··· Exercise input ···

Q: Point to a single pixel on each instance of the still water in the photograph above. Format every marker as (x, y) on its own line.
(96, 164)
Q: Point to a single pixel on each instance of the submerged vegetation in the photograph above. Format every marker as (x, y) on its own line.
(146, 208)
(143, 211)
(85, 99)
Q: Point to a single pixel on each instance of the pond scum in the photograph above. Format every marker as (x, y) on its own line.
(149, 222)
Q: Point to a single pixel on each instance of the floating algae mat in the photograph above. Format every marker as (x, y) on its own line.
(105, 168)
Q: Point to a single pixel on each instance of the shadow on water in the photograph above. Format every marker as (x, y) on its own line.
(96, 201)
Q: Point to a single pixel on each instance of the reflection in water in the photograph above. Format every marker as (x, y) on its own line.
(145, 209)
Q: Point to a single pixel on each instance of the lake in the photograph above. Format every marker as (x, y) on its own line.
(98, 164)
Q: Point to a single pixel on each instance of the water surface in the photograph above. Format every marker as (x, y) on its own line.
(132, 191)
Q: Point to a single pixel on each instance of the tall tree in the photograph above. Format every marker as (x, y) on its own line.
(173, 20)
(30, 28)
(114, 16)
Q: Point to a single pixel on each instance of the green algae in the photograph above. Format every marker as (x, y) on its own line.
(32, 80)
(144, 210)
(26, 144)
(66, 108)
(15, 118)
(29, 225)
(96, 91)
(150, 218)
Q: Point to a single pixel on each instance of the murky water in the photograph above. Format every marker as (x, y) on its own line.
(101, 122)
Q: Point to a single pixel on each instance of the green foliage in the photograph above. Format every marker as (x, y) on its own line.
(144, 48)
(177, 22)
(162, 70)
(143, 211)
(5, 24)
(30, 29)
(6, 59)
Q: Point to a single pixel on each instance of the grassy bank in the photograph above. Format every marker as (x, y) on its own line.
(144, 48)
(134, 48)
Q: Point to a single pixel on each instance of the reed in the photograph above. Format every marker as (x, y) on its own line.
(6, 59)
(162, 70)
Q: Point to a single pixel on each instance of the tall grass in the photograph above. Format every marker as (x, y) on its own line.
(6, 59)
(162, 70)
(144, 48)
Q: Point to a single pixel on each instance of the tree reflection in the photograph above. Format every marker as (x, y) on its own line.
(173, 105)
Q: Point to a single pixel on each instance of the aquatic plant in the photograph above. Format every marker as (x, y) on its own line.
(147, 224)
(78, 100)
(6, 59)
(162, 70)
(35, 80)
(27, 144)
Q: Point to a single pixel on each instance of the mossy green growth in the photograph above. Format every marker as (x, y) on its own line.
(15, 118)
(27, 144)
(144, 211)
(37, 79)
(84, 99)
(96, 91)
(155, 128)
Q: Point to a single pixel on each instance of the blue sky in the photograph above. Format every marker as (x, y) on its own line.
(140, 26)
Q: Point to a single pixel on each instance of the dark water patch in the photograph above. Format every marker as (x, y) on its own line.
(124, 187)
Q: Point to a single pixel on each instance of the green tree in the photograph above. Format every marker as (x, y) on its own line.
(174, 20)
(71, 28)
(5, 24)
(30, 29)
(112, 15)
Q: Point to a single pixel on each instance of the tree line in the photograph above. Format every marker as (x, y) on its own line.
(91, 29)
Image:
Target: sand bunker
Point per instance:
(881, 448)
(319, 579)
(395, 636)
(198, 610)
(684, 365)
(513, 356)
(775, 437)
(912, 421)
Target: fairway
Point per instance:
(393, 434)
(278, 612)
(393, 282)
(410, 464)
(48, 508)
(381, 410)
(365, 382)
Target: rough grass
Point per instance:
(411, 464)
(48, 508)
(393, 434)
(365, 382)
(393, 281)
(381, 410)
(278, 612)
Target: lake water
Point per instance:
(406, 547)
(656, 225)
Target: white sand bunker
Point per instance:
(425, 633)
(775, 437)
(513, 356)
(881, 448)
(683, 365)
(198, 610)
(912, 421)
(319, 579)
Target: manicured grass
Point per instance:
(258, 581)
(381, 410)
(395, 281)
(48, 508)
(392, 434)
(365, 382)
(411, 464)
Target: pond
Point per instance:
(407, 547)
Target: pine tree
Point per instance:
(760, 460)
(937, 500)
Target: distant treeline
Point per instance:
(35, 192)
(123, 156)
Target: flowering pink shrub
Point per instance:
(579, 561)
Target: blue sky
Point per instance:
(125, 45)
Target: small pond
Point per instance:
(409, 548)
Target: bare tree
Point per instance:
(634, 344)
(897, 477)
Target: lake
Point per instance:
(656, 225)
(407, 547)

···

Directions: Copy the records from the line containing "Target: flowering pink shrub" through the end of the records, keeping every line. Multiply each point coordinate by 0.4 and round it to a whole number, rounding halves up.

Answer to the task:
Target: flowering pink shrub
Point per instance:
(232, 224)
Target: blue sky
Point per instance:
(50, 18)
Target: small pond
Point per instance:
(164, 219)
Target: bare tree
Point per instance:
(254, 138)
(359, 191)
Target: lake
Point per instance:
(262, 90)
(163, 219)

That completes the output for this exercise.